◆ **Challenge 1**
In the game post below, which ship was used for Stage F-A?

It's actually a pretty good system, I'm not exactly shooting up the leaderboards with my improvement curve, but I'm still being rewarded for putting in the work. Smart.
 

Regulus

Sir Knightbot
I finished Stage F-A in Final. This particular run was mostly in the Eclipse (which you need to spend an hour and a half in to unlock any of the Image Fight ships for some godforsaken reason), though I switched to the TP-2S Cyber Nova for Floating Graves, then to the Arrowhead for F-A.

The final boss was... significantly harder than I remember, and after checking videos, I believe it's because the game doesn't slow down as much as it does on actual hardware. So that was fun. I think that may have been the case with the second to last checkpoint in 6.0 as well.

Anyway, I'm probably going to keep playing Final for a bit. At least for the remaining endings, though I might try to unlock all of the ships. I wonder if I can do it before Final 2?

◆ **Challenge 2**
Pull out every line in the entries that contains the string "sleeveless", and note that case counts.

Region outline entries:

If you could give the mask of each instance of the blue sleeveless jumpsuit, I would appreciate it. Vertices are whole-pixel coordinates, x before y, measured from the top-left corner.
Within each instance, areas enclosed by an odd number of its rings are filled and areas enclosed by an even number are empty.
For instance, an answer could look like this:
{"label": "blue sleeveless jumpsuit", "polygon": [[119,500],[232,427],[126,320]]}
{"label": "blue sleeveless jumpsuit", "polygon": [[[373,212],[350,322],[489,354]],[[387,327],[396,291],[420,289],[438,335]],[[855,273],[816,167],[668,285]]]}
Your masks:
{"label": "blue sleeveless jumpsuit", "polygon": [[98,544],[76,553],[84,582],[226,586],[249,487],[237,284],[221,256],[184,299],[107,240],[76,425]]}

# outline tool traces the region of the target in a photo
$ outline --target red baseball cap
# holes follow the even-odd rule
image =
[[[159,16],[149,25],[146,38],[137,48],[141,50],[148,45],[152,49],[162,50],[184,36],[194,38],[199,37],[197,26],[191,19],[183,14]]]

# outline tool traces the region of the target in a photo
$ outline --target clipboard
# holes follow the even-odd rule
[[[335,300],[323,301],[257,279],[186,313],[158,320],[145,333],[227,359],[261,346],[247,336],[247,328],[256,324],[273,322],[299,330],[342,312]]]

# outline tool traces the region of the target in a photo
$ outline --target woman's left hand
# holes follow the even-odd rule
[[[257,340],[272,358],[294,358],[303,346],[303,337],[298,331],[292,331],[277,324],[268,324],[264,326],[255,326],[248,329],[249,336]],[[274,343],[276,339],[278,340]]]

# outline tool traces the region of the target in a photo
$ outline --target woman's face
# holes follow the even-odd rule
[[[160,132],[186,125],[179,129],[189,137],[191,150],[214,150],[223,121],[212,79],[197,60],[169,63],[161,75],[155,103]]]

◆ **Written reply 1**
The Arrowhead.

◆ **Written reply 2**
If you could give the mask of each instance of the blue sleeveless jumpsuit, I would appreciate it. Vertices are whole-pixel coordinates, x before y, measured from the top-left corner.
{"label": "blue sleeveless jumpsuit", "polygon": [[119,500],[232,427],[126,320]]}
{"label": "blue sleeveless jumpsuit", "polygon": [[[373,212],[350,322],[489,354]],[[387,327],[396,291],[420,289],[438,335]],[[855,273],[816,167],[668,285]]]}
{"label": "blue sleeveless jumpsuit", "polygon": [[98,544],[76,553],[84,582],[226,586],[249,487],[237,284],[221,256],[184,299],[107,240],[76,425]]}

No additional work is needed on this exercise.